### SHORT EXERCISE
Reproduce the stretch from the line containing "Can you spot any wooden post here?" through the end of the entries, changing every "post" to "pole" and leaving all else the same.

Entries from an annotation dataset

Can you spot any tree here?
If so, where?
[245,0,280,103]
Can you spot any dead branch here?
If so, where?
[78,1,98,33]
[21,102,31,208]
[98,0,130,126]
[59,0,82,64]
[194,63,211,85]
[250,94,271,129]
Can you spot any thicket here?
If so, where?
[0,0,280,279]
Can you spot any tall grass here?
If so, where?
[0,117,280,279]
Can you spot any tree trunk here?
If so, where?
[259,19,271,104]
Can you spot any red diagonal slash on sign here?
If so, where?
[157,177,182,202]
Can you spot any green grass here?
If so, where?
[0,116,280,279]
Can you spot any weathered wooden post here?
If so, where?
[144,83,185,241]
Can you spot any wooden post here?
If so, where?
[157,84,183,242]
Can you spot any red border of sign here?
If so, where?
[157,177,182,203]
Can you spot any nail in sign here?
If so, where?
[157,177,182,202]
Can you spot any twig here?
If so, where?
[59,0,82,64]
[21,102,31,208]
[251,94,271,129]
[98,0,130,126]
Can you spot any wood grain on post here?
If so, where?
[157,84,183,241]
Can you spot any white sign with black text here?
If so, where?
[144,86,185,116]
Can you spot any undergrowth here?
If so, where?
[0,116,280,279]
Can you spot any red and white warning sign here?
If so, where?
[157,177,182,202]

### WRITTEN ANSWER
Can you spot any wooden pole here?
If so, where?
[157,84,183,242]
Can you spot any red border of sign here?
If so, where?
[157,177,182,203]
Can you spot any nail in sign here?
If so, where?
[157,177,182,202]
Can you spot any twig here?
If so, where?
[59,0,82,64]
[21,102,31,208]
[251,94,271,129]
[98,0,130,126]
Can you spot any wood grain on pole here?
If so, where?
[157,84,183,241]
Can you spot any white sign with black text here?
If so, where?
[144,86,185,116]
Can you spot any undergrowth here?
If so, where?
[0,116,280,279]
Can you spot any red and white warning sign here?
If so, where?
[157,177,182,202]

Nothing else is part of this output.